● What is asked
Reproduce every line of the listing below word for word, omitting the pictures from your answer.

[Location identification listing]
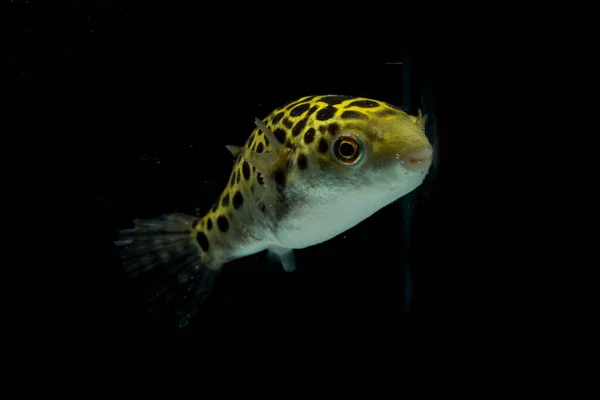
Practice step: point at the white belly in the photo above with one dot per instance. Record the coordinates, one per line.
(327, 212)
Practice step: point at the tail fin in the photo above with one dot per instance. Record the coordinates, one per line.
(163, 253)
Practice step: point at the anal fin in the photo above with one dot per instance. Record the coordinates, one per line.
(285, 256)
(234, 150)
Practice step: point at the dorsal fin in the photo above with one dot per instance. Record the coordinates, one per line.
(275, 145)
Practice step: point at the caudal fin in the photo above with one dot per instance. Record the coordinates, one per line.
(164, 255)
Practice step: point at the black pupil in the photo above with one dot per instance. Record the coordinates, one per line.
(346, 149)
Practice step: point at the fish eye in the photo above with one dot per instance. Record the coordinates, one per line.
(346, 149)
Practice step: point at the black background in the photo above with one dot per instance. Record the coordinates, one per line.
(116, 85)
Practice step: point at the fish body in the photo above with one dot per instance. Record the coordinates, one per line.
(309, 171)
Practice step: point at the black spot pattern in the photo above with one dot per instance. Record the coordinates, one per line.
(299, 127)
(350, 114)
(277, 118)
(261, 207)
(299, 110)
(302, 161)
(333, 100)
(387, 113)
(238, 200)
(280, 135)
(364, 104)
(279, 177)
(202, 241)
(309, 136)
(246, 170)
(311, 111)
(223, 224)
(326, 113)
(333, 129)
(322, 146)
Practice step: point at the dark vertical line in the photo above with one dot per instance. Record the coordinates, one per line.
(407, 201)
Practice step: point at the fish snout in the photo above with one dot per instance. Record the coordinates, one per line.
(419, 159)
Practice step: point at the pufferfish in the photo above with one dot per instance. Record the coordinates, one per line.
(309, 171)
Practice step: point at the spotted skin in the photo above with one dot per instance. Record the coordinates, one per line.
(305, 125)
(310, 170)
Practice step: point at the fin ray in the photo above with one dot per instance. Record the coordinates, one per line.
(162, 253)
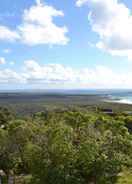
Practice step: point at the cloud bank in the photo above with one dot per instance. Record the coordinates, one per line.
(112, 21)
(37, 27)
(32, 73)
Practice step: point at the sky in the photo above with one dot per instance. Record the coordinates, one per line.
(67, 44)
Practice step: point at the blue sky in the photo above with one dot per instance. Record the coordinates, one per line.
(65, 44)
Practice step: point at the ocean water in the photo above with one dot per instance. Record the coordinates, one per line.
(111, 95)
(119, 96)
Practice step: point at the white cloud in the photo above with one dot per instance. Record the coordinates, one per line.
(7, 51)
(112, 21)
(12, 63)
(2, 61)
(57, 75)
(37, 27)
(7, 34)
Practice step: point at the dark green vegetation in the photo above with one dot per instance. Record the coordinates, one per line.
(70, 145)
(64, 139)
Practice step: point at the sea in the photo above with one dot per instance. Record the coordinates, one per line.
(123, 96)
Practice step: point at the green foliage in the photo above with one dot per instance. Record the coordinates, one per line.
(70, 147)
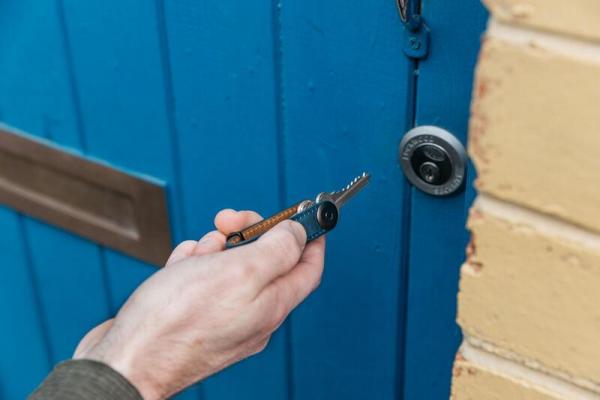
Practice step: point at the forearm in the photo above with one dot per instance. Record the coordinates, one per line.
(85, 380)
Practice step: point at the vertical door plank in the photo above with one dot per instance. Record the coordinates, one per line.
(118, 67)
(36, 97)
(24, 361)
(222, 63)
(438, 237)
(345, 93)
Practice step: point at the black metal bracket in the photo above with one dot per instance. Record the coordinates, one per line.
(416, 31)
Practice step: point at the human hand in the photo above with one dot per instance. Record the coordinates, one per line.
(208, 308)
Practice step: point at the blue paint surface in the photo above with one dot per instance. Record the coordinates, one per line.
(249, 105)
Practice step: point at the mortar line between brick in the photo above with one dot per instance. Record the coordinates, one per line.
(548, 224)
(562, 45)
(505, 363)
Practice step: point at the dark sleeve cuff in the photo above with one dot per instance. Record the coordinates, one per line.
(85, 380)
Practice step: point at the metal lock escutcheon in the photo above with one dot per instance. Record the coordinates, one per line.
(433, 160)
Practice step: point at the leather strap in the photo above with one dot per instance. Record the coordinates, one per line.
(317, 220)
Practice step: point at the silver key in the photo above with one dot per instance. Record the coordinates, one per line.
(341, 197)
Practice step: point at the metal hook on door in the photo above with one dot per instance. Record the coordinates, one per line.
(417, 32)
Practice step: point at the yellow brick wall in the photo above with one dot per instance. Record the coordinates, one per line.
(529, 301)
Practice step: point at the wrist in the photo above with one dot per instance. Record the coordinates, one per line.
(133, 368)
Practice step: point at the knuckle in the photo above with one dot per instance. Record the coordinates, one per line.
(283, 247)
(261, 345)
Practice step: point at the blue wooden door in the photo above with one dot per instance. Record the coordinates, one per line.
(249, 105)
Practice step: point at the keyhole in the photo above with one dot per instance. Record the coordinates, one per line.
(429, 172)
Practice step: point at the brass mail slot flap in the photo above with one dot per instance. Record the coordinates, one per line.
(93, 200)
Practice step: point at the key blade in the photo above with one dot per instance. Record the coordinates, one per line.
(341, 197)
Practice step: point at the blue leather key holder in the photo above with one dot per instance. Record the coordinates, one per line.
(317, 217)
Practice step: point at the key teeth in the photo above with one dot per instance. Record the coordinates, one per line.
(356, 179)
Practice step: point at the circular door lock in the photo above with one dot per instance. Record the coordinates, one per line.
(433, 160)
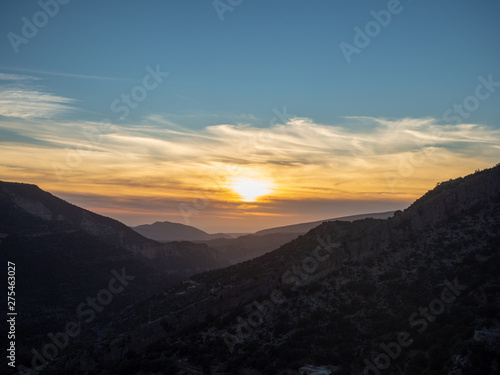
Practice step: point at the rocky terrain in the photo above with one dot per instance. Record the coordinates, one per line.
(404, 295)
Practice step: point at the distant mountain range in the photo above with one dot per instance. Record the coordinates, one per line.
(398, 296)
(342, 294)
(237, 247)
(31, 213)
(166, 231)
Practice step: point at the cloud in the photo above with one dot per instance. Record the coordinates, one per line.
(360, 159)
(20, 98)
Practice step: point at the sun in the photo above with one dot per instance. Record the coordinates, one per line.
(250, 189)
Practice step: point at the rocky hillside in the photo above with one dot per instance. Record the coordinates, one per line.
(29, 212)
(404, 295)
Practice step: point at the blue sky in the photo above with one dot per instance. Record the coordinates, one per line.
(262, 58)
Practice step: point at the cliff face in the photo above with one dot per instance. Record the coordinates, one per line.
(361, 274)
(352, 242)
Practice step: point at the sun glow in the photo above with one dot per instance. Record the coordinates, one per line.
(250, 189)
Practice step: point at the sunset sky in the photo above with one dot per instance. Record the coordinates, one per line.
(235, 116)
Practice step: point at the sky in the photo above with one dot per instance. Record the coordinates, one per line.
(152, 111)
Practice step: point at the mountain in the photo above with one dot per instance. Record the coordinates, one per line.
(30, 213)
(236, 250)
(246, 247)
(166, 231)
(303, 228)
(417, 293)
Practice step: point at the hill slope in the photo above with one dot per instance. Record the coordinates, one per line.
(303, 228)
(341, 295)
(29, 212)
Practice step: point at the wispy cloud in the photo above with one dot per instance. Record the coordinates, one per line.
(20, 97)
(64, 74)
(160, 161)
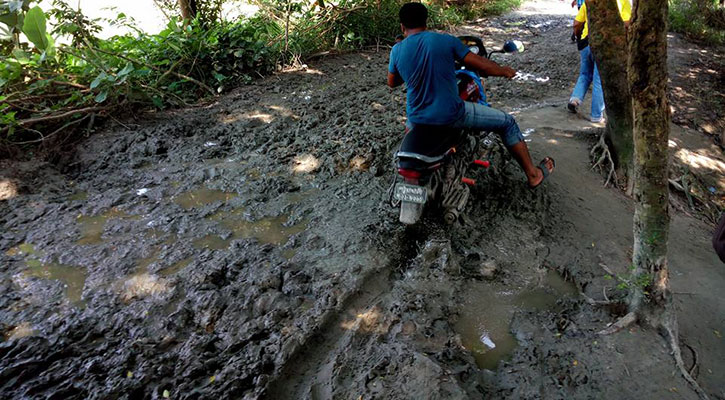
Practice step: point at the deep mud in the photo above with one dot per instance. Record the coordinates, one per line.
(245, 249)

● Task answer
Practice step: point at the white belly in the photo above with one dot per instance. Record the coordinates, one per line.
(327, 212)
Practice step: point at the tail fin in the photo above with one dot per instance. Record the coordinates, one per line.
(163, 253)
Practice step: point at the anal fin in the photo above with one dot per instance. Record the coordinates, one per line.
(285, 256)
(234, 150)
Practice step: point at the dorsal fin in the photo above with one dot per instance. Record the coordinates, one per line.
(275, 145)
Practice step: point at the caudal fin in the photo above with one dot per instance. Record the coordinates, one per line.
(164, 255)
Practice step: point at the black pupil in the photo above with one dot per instance. Record the coordinates, one per line.
(346, 149)
Practice step: point at the fish eye in the photo above with one dot per instance. Record the coordinates, one per line.
(346, 149)
Practice step: point at the black background in the photo above with one dot per instance. Record the coordinates, one per line.
(116, 85)
Practice step: point at the fish body in the photo above with one dot per instance. Record the coordinates, one per line.
(309, 171)
Practice step: point at the black spot pattern in the photo above with one dot per instance. Record the coordinates, one per line.
(299, 127)
(350, 114)
(277, 118)
(261, 207)
(299, 110)
(302, 161)
(333, 100)
(387, 113)
(238, 200)
(280, 135)
(364, 104)
(279, 177)
(202, 241)
(309, 136)
(246, 170)
(311, 111)
(223, 224)
(326, 113)
(333, 129)
(322, 146)
Practice step: point at the dark vertical line in the photo above with one dot per instance. Record the coordinates, one per line.
(407, 201)
Practice step: point at the fish snout in the photo above with one dot per instance. Record the coordinates, one per line.
(419, 159)
Practice step: point at the pufferfish in the photo above with one dot per instance. Record the coordinates, one per line.
(309, 171)
Practice step: point at the spotted skin in the photo above with one dot per instance. Record the coordinates, one per line.
(305, 125)
(310, 170)
Practice step: point at the fin ray in the photo above with one dot per instance. Record the coordinates, one per line.
(162, 253)
Practice step: point at the cloud bank in the photo above with one dot per instance. Record the coordinates, one per line.
(112, 21)
(37, 27)
(32, 73)
Practice step: point at the sky in the photo above with one dot per instance. Record the coordinates, one per line.
(67, 44)
Practice step: point at the blue sky in the photo above with one dot per instance. Record the coordinates, one per line.
(65, 44)
Practice step: point at the ocean water in the photo above with one dot per instance. Record the coordinates, one per line.
(111, 95)
(119, 96)
Practice step: point at the white cloud in the photo above with one dot per instance. Record the coordinates, one per line.
(7, 51)
(112, 21)
(12, 63)
(2, 61)
(57, 75)
(37, 27)
(7, 34)
Practice step: point at the dark green vegetation in the photo above with one dot per instance. Record the coordinates, one per line.
(70, 145)
(64, 139)
Practice step: point at the sea in the photo above with one dot per instance. Record the coordinates, one per line.
(123, 96)
Practice step: point at the green foliage in the photo above with one dot per instance. Record the coordinates, one per line.
(70, 147)
Practice step: point at the forearm in the photo above with one dot per instance. Record the coordinates, one per line.
(85, 380)
Practice step: point at the vertical door plank in the photo above with one dot per instance. Record the coordinates, one per line.
(118, 67)
(36, 97)
(24, 361)
(222, 63)
(438, 237)
(345, 93)
Practice step: point at the black metal bracket in the photo above with one dot per instance. Record the coordinates, one per line.
(416, 31)
Practice step: point at the human hand in the photo above with one dot per instance. Record the coordinates, one per line.
(208, 308)
Practice step: point at the blue paint surface in the photo above with one dot per instance. Record the coordinates, one per line.
(249, 105)
Practice step: point at the mortar line between brick in the photo above with one dot per instance. Record the coordinates, one per line.
(548, 224)
(562, 45)
(505, 363)
Practice step: point at the dark sleeve cuff in the photo above with one dot per instance. Record the coordinates, one per line.
(85, 380)
Practice step: point at the metal lock escutcheon in the photo above with one dot per instance. Record the coordinates, one per line.
(433, 160)
Practice step: point at the leather strap in the photo above with one dot per instance. Record the coordinates, one per line.
(317, 220)
Practice step: point at the silver key in the photo above with one dot per instance. Record the coordinates, one per line.
(341, 197)
Practice step: point at the metal hook on door in the photo above with one dot per instance. Record the coordinates, one per line.
(417, 32)
Practice step: point at the yellow brick wall in the photo above with one dot per instance. Record the coordinates, one per line.
(529, 301)
Practice step: point at the wrist in the photo above with one dot per instance. Record the coordinates, one per line.
(133, 368)
Practice step: point at the knuckle in the photo above with one dot per instance. Record the coordinates, one per line.
(283, 247)
(261, 345)
Practice step: point at the blue wooden door in the photo above with one dot per instance. Record the coordinates, one per line.
(249, 105)
Practice step: point at the keyhole in the photo above with one dot per instance. Record the coordinates, one per line.
(429, 172)
Practice step: point at the brass mail slot flap in the photo above with one dot per instance. Record the coordinates, one per line.
(93, 200)
Practice step: point at the key blade in the photo above with one dot per instance. Record the coordinates, one per line.
(341, 197)
Practice step: point at the blue leather key holder in the photo above with one dot per instance. Record the coordinates, one per line.
(317, 217)
Practice step: point at the key teeth in the photo above with one dot per instance. Record the coordinates, one per line.
(356, 179)
Practice step: point at the circular door lock in the photo above with one dot per instance. Record the coordinates, one per line.
(433, 160)
Practice step: point at the rocky terrain in the photo above with one dot per instance. Record the coordinates, one per line.
(404, 295)
Practice step: point at the distant mountain range in the photo above with one dot per instance. Record the coordinates, one per line.
(398, 296)
(342, 294)
(237, 247)
(31, 213)
(166, 231)
Practice step: point at the cloud in the photo above with one dot per instance. Record the coordinates, one per line.
(360, 159)
(20, 98)
Practice step: point at the sun in the photo above with one dot per instance. Record the coordinates, one per line.
(250, 189)
Practice step: point at the rocky hillside in the photo above with one dot per instance. Record the coordinates, one per line.
(29, 212)
(404, 295)
Practice step: point at the blue sky in the photo above with one dot per instance. Record the coordinates, one per line.
(262, 58)
Practice step: point at the cliff face in the photo above with one dot per instance. Record the coordinates, one per line.
(361, 274)
(352, 242)
Practice step: point at the sun glow in the photo above with one dot per instance. Record the coordinates, one per line.
(250, 189)
Practice step: point at the sunset sky in the photo above with one dot per instance. Record the coordinates, one per line.
(235, 116)
Practice step: point at the sky in the photo above with one dot per instance. Record the coordinates, one per line.
(152, 111)
Practice step: point at the mountain in the photo above with one dot per instance. Record the coordinates, one per line.
(30, 213)
(236, 250)
(246, 247)
(166, 231)
(303, 228)
(417, 293)
Practice step: point at the hill slope in the photo above with one dot per instance. Record the coordinates, one per line.
(303, 228)
(341, 295)
(29, 212)
Practice step: point at the wispy cloud in the photo above with one dot per instance. Record the coordinates, one per line.
(20, 97)
(64, 74)
(160, 161)
Practice step: point at the deep mud in the photo above with one dot per instance. Record the coordinates, one per line.
(245, 249)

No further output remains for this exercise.